■ TRECHO DO TEXTO
▽
Por que não evitamos uma vítima?

por André Candreva publicado 26/03/2018 15h38, última modificação 26/03/2018 15h38

Para a OIT, dados revelam que os esforços para eliminar as piores formas de trabalho infantil estão perdendo força

O número mundial de crianças trabalhando diminuiu de 222 milhões para 215 milhões durante o período 2003-2008, ou seja, cerca de três por cento, conforme divulgado no relatório da Organização Internacional do Trabalho (OIT), publicado a cada quatro anos. Para a organização, os dados revelam que os esforços para eliminar as piores formas de trabalho infantil estão perdendo força, e alerta sobre a necessidade de "revitalização" da campanha mundial para erradicar esta prática. Por que não conseguimos evitar que crianças e adolescentes se tornem vítimas? A busca pelas respostas à essa pergunta, no intuito de mudar a realidade traçada, mobilizou especialistas nacionais e estrangeiros, e mais de 1.200 participantes e representantes de 13 países, durante o 23º Congresso da Associação Brasileira de Magistrados, Promotores de Justiça e Defensores Públicos da Infância e da Juventude (ABMP), em Brasília (DF).
△
■ EXERCÍCIO
Repita integralmente o texto sobre trabalho infantil, sem alterar nada. As linhas não têm relação alguma com o texto sobre trabalho infantil.

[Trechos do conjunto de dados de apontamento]
▽
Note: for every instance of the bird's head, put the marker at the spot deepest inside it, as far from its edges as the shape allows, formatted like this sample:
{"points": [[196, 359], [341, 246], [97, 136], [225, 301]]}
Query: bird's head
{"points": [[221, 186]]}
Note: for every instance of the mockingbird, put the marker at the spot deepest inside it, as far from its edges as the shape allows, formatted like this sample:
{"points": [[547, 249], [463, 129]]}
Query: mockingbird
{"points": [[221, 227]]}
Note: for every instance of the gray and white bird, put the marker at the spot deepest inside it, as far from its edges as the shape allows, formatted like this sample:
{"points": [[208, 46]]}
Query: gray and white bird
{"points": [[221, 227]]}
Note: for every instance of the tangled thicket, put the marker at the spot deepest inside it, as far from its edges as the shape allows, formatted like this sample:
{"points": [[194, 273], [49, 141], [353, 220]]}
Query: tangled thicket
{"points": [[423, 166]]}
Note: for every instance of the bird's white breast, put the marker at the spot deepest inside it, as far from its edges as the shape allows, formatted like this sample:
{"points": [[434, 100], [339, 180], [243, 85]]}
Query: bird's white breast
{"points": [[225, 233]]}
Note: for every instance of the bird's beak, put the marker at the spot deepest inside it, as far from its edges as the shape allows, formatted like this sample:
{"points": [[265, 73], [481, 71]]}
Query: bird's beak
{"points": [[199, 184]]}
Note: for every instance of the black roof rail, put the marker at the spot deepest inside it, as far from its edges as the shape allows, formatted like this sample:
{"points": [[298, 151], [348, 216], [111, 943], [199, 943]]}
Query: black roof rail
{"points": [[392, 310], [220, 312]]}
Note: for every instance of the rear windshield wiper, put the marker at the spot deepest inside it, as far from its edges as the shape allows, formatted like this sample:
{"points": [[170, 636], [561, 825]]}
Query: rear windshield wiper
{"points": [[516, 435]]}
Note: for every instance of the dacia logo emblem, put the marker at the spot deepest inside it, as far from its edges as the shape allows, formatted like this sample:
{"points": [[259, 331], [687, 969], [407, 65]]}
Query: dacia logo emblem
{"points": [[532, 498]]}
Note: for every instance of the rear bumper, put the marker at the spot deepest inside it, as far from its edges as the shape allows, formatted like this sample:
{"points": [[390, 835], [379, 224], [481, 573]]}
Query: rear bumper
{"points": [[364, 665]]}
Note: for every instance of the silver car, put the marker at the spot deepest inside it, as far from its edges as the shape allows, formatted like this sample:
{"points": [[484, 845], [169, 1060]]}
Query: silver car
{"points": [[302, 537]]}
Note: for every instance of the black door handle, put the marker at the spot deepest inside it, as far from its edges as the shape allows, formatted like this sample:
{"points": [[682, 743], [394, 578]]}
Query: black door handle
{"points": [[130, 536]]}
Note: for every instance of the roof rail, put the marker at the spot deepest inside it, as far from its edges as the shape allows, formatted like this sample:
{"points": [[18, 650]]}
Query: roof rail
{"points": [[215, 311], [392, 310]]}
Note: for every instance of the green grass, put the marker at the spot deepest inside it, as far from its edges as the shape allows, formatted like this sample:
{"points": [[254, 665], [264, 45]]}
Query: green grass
△
■ RESPOSTA ESPERADA
Por que não evitamos uma vítima?

por André Candreva publicado 26/03/2018 15h38, última modificação 26/03/2018 15h38

Para a OIT, dados revelam que os esforços para eliminar as piores formas de trabalho infantil estão perdendo força

O número mundial de crianças trabalhando diminuiu de 222 milhões para 215 milhões durante o período 2003-2008, ou seja, cerca de três por cento, conforme divulgado no relatório da Organização Internacional do Trabalho (OIT), publicado a cada quatro anos. Para a organização, os dados revelam que os esforços para eliminar as piores formas de trabalho infantil estão perdendo força, e alerta sobre a necessidade de "revitalização" da campanha mundial para erradicar esta prática. Por que não conseguimos evitar que crianças e adolescentes se tornem vítimas? A busca pelas respostas à essa pergunta, no intuito de mudar a realidade traçada, mobilizou especialistas nacionais e estrangeiros, e mais de 1.200 participantes e representantes de 13 países, durante o 23º Congresso da Associação Brasileira de Magistrados, Promotores de Justiça e Defensores Públicos da Infância e da Juventude (ABMP), em Brasília (DF).